## TAREFA A
Repita, sem nenhuma alteração, o trecho da matéria sobre o inventário que começa com as palavras "O processo de" e termina com "de Oliveira Martins.".

## TEXTO PARA ANÁLISE
§

Fernando e Thiago trabalham para dividir os bens da família
Foto: Carlos Marques, publicada com a matéria

HISTÓRIA
Meio século de Fórum

O processo de inventário de bens do português Manoel de Souza Varella tramita no Fórum desde 1954, sendo uma das ações mais antigas ainda em andamento na comarca

Da Reportagem

Ao desembarcar no Brasil, em 1915, o português Manoel de Souza Varella, então com 19 anos, não podia imaginar que todo patrimônio fruto de seu trabalho geraria uma das mais longas ações que tramitam no Fórum de Santos. Desde sua morte, em 1954, o inventário para definir a partilha da herança ainda não foi concluído e grande parte de seus bens foi diluída ao longo de meio século.

O processo, que está na 2ª Vara da Família e Sucessões de Santos, já soma inúmeros volumes e está sob a responsabilidade da juíza Gislayne Fátima de Oliveira Martins.

Os entraves no decorrer da ação foram tantos que um dos netos de Varella, Thiago Bellegarde Patti de Souza Varella, desistiu da Educação Física e cursou Direito "por causa do inventário da família".

§

[Registros de dados salvos]
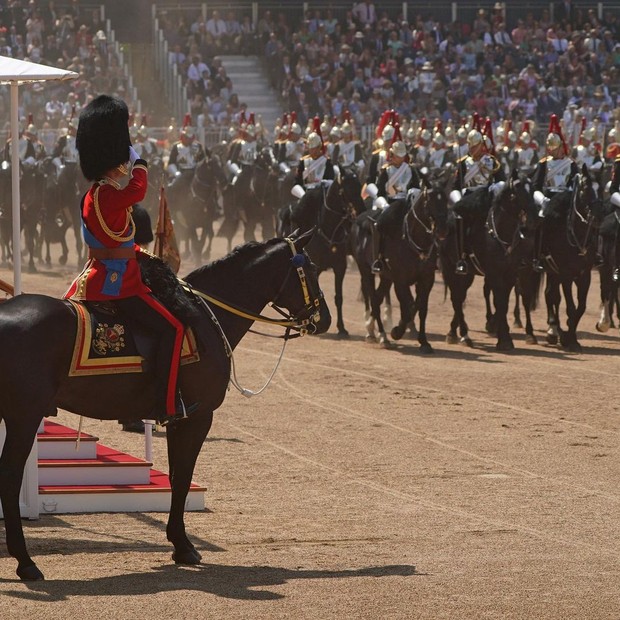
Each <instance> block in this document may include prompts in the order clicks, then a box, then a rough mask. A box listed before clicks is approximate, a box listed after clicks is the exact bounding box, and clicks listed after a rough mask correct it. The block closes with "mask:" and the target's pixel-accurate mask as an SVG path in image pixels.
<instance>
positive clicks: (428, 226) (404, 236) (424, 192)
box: [403, 186, 437, 261]
mask: <svg viewBox="0 0 620 620" xmlns="http://www.w3.org/2000/svg"><path fill="white" fill-rule="evenodd" d="M427 199H428V187H427V186H424V189H423V190H422V193H421V194H420V197H419V198H418V199H417V200H415V202H413V203H412V204H411V206H410V207H409V209H407V213H405V219H404V220H403V237H404V238H405V239H406V240H407V243H409V245H410V246H411V247H412V248H413V249H414V250H415V251H416V252H417V253H418V254H419V255H420V258H421V259H422V260H423V261H425V260H428V259H429V258H430V256H431V254H432V252H433V249H435V248H436V247H437V240H436V239H435V219H434V218H433V217H432V216H429V219H430V223H431V225H430V228H429V226H427V225H426V223H425V222H423V221H422V220H421V219H420V216H419V215H418V214H417V212H416V210H415V208H416V206H417V205H418V203H421V202H423V203H424V204H425V205H426V203H427ZM410 215H413V217H414V218H415V220H416V221H417V222H418V223H419V224H420V226H422V228H423V229H424V232H425V233H426V234H427V235H430V236H431V243H430V245H429V247H428V249H426V250H425V249H424V248H422V247H420V246H419V245H418V244H417V243H416V242H415V241H414V240H413V237H412V236H411V232H410V230H409V217H410Z"/></svg>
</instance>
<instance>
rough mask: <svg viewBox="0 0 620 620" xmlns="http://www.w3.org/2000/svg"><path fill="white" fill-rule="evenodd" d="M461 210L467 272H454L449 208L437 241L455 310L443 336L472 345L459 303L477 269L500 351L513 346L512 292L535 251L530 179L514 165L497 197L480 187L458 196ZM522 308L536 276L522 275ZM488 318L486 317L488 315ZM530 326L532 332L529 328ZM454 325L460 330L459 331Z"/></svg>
mask: <svg viewBox="0 0 620 620" xmlns="http://www.w3.org/2000/svg"><path fill="white" fill-rule="evenodd" d="M459 204H460V205H461V208H462V211H463V212H464V213H466V214H467V215H466V216H465V217H466V218H467V219H468V220H469V221H470V222H471V225H470V226H469V227H468V230H466V231H465V239H464V247H465V248H467V255H468V256H467V262H468V266H469V270H468V273H467V274H465V275H462V274H456V272H455V269H456V262H457V255H456V225H455V221H454V217H453V213H451V217H450V218H449V233H448V236H447V237H446V239H445V240H444V241H443V242H442V243H441V248H440V260H441V268H442V274H443V279H444V282H445V285H446V288H447V290H448V291H449V292H450V299H451V302H452V308H453V311H454V314H453V317H452V321H451V322H450V330H449V331H448V334H447V336H446V342H448V344H456V343H458V342H461V343H463V344H465V345H467V346H470V347H471V346H473V342H472V340H471V338H470V337H469V330H468V326H467V323H466V321H465V314H464V312H463V306H464V304H465V299H466V297H467V291H468V290H469V288H470V287H471V285H472V284H473V281H474V277H475V276H476V275H480V276H483V277H484V278H485V281H486V284H487V290H488V291H489V293H490V294H491V295H492V297H493V303H494V305H495V312H494V313H493V312H492V311H490V307H489V312H488V314H489V315H491V316H490V317H488V318H489V319H492V321H493V323H494V324H495V326H494V328H493V331H495V332H496V334H497V343H496V347H497V349H498V350H501V351H509V350H512V349H513V348H514V345H513V342H512V338H511V336H510V332H509V329H508V321H507V319H506V316H507V313H508V300H509V297H510V292H511V291H512V289H513V288H514V286H515V284H516V281H517V274H518V272H519V270H520V269H521V268H522V267H523V265H524V264H525V263H526V262H527V261H530V262H531V258H532V256H533V251H534V250H533V247H534V246H533V225H534V224H533V222H534V220H533V218H534V215H535V208H534V202H533V200H532V197H531V195H530V193H529V184H528V183H527V181H526V180H524V179H520V178H519V176H518V174H517V172H516V171H513V173H512V175H511V176H510V179H509V180H508V181H507V183H506V185H505V186H504V188H503V189H502V190H501V191H500V192H499V194H498V195H497V196H495V197H493V196H492V194H491V193H490V191H489V190H488V188H486V187H484V188H480V189H477V190H475V191H473V192H471V193H469V194H466V195H465V196H464V197H463V199H462V200H461V202H460V203H459ZM521 282H522V284H523V288H524V291H522V294H523V296H524V305H525V306H526V312H527V311H529V310H530V309H531V308H533V307H534V305H535V303H534V299H535V297H536V291H537V287H536V286H534V284H533V283H534V282H535V279H533V278H532V279H530V278H526V277H525V276H524V277H523V278H522V281H521ZM488 322H489V321H488ZM528 322H529V323H530V331H531V332H532V335H533V330H532V329H531V321H529V319H528ZM457 330H458V335H457Z"/></svg>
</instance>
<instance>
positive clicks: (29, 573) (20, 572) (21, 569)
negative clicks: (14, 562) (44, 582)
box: [16, 564, 45, 581]
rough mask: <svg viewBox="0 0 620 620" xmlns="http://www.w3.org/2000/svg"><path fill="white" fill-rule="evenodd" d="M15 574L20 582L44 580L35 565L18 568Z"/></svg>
mask: <svg viewBox="0 0 620 620" xmlns="http://www.w3.org/2000/svg"><path fill="white" fill-rule="evenodd" d="M16 572H17V576H18V577H19V578H20V579H21V580H22V581H43V580H44V579H45V577H44V576H43V573H42V572H41V571H40V570H39V569H38V568H37V565H36V564H30V565H29V566H18V567H17V571H16Z"/></svg>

§

## TAREFA B
Reproduza fielmente a parte das linhas de dados que começa na linha contendo "574L20 582L44 580L35" e vai até a última dessas linhas, com as duas extremidades incluídas.

## RESPOSTA A
O processo de inventário de bens do português Manoel de Souza Varella tramita no Fórum desde 1954, sendo uma das ações mais antigas ainda em andamento na comarca

Da Reportagem

Ao desembarcar no Brasil, em 1915, o português Manoel de Souza Varella, então com 19 anos, não podia imaginar que todo patrimônio fruto de seu trabalho geraria uma das mais longas ações que tramitam no Fórum de Santos. Desde sua morte, em 1954, o inventário para definir a partilha da herança ainda não foi concluído e grande parte de seus bens foi diluída ao longo de meio século.

O processo, que está na 2ª Vara da Família e Sucessões de Santos, já soma inúmeros volumes e está sob a responsabilidade da juíza Gislayne Fátima de Oliveira Martins.

## RESPOSTA B
rough mask: <svg viewBox="0 0 620 620" xmlns="http://www.w3.org/2000/svg"><path fill="white" fill-rule="evenodd" d="M15 574L20 582L44 580L35 565L18 568Z"/></svg>
mask: <svg viewBox="0 0 620 620" xmlns="http://www.w3.org/2000/svg"><path fill="white" fill-rule="evenodd" d="M16 572H17V576H18V577H19V578H20V579H21V580H22V581H43V580H44V579H45V577H44V576H43V573H42V572H41V571H40V570H39V569H38V568H37V565H36V564H30V565H29V566H18V567H17V571H16Z"/></svg>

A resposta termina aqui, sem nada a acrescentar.